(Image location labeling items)

☆ ☆ ☆ ☆ ☆

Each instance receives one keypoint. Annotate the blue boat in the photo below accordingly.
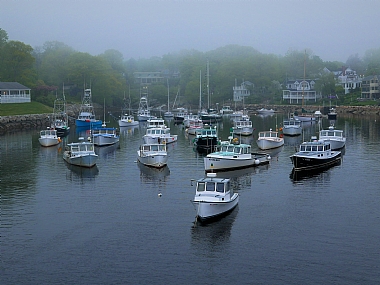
(86, 118)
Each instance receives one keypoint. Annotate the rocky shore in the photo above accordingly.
(40, 121)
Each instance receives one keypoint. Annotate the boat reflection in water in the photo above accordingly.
(152, 174)
(106, 151)
(208, 236)
(81, 172)
(307, 174)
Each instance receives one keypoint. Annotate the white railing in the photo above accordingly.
(15, 98)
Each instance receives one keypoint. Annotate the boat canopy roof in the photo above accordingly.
(215, 185)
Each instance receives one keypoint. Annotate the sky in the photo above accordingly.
(331, 29)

☆ ☆ ☆ ☆ ☆

TASK OBJECTIVE:
Can you reproduce every item above word for word, omitting the pictures?

SOLUTION:
Each instance receives one keypoint. Annotate the blue boat in the photo below accordingly.
(86, 118)
Each instance receives one keypoint. Annotate the rocky shore in the photo above accordingly.
(40, 121)
Each instance receives one keypoint. Annotate the boat reflection in water in the photo above accordingly.
(152, 174)
(106, 151)
(208, 236)
(81, 172)
(307, 174)
Each instance receives one keypoint. Annotate the white railing in the photo above accordingly.
(15, 98)
Each instance receives one keypoint. Annotate the boat canopy roof in the photo above accordingly.
(215, 185)
Each instance receives one keypoint. Annotate the sky in the photo above accordingly.
(331, 29)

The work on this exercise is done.